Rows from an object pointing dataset

((

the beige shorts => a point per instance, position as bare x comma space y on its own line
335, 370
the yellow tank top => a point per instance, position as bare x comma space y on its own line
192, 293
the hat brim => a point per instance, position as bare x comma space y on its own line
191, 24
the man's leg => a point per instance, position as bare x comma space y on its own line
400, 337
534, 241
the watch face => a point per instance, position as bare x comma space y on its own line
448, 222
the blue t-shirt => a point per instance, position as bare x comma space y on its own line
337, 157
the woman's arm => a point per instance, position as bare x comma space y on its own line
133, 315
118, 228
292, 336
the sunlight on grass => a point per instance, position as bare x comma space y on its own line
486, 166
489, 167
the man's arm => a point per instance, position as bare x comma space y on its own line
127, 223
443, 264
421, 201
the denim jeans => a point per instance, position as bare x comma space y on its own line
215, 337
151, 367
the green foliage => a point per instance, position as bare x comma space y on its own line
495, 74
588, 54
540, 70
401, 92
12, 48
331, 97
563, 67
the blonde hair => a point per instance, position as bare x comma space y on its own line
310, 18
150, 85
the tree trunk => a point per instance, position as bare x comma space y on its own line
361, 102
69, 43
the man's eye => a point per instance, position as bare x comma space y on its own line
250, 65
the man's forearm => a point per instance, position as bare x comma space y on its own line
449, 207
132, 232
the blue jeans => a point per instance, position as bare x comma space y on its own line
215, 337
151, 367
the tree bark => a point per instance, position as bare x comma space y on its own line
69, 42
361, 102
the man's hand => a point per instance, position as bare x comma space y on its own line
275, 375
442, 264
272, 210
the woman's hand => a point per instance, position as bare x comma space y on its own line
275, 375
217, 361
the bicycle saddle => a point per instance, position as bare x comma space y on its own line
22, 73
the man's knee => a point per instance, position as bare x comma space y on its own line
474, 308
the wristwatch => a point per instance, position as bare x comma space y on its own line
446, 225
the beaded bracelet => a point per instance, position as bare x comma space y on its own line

))

Exercise brief >> Copy out every line of the listing above with no changes.

Result of this task >>
the beige shorts => a point per instance, position as bare x comma space y on its own line
335, 370
the yellow tank top => a point per instance, position as bare x comma space y on its own line
192, 293
the hat brim => a point per instance, position as bare x comma space y on its own line
191, 24
the man's leg => a point per instance, position as bare x comma space y on its own line
400, 337
534, 241
the watch face => a point per instance, position as bare x comma space y on its own line
448, 222
the blue t-shirt => a point per instance, position as bare x comma space y on its own line
337, 157
the woman's arm => a point per instance, position as bare x comma space y on its own line
133, 315
118, 228
292, 336
the sunlight on grass => a point per instance, position as bare x comma space y on its own line
486, 166
489, 167
the man's arm => a point per instance, position as bare x comma space y on its own line
127, 223
443, 264
421, 201
the denim jeans => a point per instance, position as bare x comma space y on its own line
215, 337
151, 367
the green foliage => a point per instance, position as bare x comma space y on its own line
495, 74
588, 54
540, 70
401, 92
12, 48
331, 97
563, 67
the blonde hair => a point per instance, position as bare x comma space y on its own line
310, 18
150, 85
the tree trunk => a point per instance, position as bare x comma space y on its own line
361, 102
69, 43
the man's eye => a point per instance, position as bare x comma space y on its own line
250, 65
the man's forearm => a point per instance, position as bare x comma space y on its own line
449, 207
132, 232
the blue jeans => a point per instance, position as bare x comma space y on its own line
215, 337
151, 367
the tree bark => a point per instance, position as bare x comma space y on its own line
69, 42
361, 102
the man's hand => a point per instance, position as bare x comma space y on its own line
275, 375
442, 264
272, 210
the woman's hand => a point per instance, position as bare x comma space y on its own line
275, 375
217, 361
the bicycle saddle => a point per instance, position as bare x comma space y on its own line
22, 73
the man's knee => a point per instance, position as bare x comma space y on its own line
474, 308
the wristwatch => a point per instance, position as bare x comma space y on its own line
446, 225
the beaded bracelet => a point per instance, position as bare x comma space y on its own line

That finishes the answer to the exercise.